----- Material provided

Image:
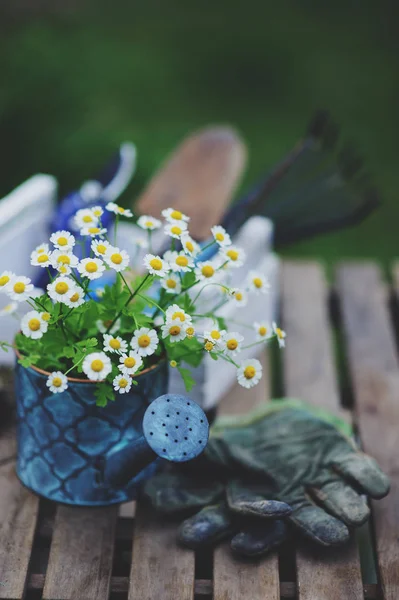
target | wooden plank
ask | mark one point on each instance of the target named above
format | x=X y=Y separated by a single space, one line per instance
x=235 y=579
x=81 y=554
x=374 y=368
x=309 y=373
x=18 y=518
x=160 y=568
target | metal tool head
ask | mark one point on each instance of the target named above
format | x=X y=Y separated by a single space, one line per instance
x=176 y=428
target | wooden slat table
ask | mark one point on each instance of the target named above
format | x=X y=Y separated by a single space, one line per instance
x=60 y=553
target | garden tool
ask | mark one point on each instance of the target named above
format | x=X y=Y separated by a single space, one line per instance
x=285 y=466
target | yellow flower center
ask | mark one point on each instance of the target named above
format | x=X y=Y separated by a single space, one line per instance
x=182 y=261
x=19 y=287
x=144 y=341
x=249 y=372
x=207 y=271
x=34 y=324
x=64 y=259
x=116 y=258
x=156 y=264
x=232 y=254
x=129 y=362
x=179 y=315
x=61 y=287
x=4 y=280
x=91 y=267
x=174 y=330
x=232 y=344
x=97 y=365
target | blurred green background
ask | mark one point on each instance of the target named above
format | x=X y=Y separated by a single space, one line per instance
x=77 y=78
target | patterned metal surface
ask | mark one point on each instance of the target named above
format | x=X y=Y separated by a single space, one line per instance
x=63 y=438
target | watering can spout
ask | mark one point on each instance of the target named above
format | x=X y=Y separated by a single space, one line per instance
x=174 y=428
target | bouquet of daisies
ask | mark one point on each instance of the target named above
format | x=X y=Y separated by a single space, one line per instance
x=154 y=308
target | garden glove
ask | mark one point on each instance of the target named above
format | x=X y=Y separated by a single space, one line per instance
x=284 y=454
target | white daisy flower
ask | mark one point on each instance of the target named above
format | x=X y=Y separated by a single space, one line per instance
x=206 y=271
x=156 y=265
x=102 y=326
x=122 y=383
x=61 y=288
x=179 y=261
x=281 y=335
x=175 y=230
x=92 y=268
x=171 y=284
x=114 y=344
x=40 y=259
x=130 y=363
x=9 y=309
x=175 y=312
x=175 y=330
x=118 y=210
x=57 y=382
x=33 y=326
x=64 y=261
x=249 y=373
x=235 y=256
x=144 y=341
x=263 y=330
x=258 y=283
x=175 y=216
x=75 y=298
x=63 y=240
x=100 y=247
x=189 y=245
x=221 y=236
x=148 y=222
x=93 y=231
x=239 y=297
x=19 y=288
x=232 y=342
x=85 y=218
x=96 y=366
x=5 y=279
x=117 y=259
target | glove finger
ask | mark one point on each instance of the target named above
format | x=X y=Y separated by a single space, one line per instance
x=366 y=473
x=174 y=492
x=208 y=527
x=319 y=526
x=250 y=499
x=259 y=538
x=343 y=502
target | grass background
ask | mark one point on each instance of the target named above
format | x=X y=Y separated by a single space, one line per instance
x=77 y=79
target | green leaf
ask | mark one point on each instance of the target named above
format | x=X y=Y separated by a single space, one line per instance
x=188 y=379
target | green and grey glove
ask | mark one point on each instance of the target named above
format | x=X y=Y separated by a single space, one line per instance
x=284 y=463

----------
----- Material provided

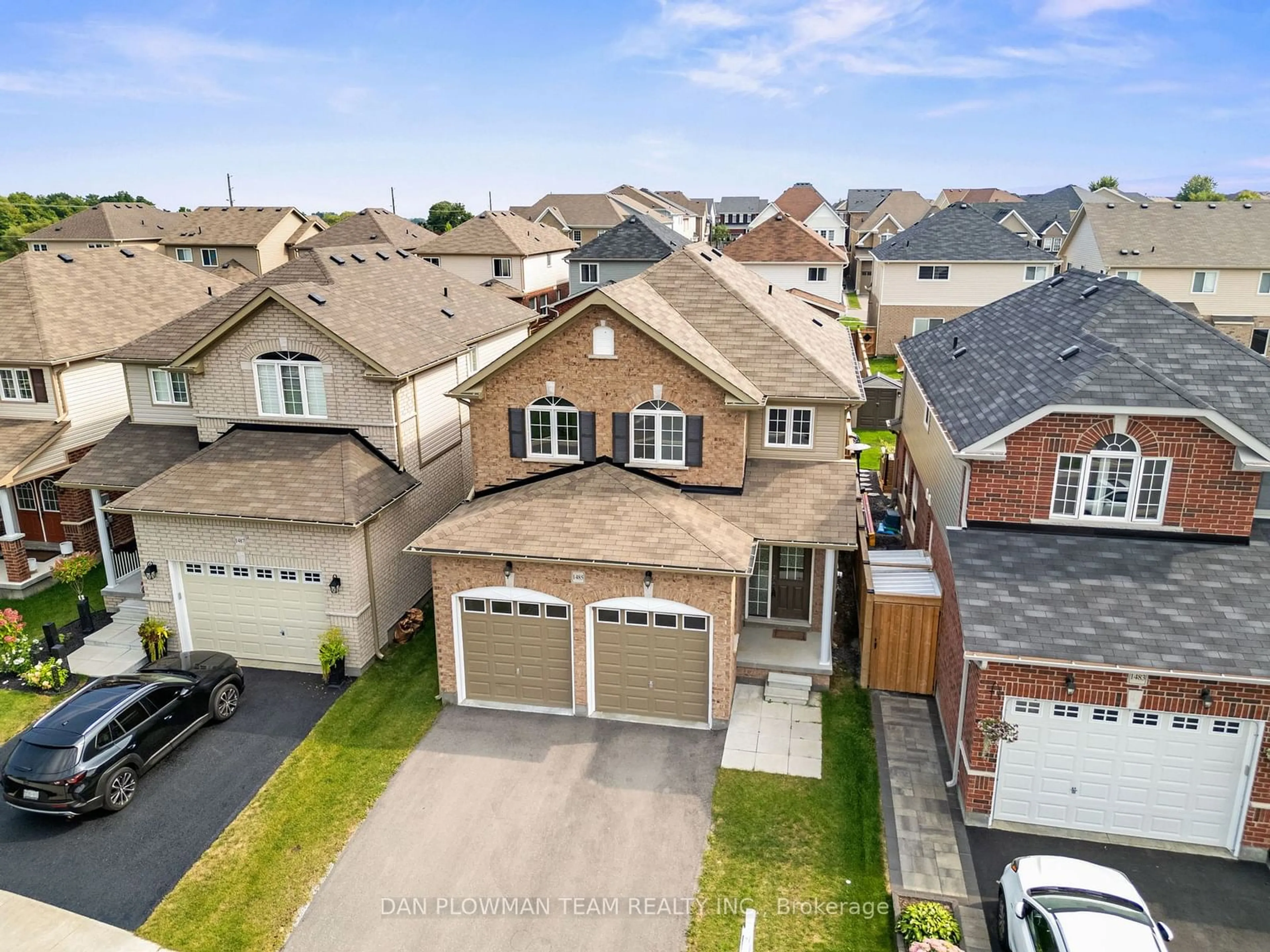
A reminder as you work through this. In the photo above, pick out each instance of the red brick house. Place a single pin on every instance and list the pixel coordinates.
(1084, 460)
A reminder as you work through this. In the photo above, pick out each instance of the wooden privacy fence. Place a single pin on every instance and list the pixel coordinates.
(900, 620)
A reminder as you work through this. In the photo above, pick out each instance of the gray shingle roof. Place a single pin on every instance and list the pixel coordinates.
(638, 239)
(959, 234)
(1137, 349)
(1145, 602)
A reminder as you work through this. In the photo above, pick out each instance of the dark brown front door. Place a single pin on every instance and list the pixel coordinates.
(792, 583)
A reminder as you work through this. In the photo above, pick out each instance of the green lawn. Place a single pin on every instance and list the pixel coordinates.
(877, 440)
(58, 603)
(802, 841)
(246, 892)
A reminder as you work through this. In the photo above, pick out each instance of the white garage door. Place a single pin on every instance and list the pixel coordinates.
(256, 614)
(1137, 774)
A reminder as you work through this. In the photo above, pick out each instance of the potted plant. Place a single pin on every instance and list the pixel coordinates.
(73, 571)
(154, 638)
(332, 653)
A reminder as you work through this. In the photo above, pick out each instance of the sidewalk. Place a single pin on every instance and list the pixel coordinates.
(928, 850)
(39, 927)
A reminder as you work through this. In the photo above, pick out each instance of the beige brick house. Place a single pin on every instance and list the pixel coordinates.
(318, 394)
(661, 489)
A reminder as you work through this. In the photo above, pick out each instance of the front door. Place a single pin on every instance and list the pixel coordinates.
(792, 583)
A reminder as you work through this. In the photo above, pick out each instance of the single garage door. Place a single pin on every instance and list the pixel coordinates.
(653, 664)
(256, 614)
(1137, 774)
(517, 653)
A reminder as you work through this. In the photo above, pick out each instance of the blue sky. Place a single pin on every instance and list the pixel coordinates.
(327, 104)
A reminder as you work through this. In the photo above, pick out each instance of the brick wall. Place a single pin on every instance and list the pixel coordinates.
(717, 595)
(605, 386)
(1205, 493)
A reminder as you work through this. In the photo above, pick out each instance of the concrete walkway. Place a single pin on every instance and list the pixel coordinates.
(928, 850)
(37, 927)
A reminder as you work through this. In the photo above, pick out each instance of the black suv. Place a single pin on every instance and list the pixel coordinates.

----------

Short task: Set down the stretch of material above from the line containing "target | garden glove" through the line containing "x=284 y=454", both included, with every line reproduced verbatim and nothing else added.

Problem solution:
target | garden glove
ask | mark one point on each instance of the target named above
format | x=X y=Y separated by a single space, one line per instance
x=284 y=454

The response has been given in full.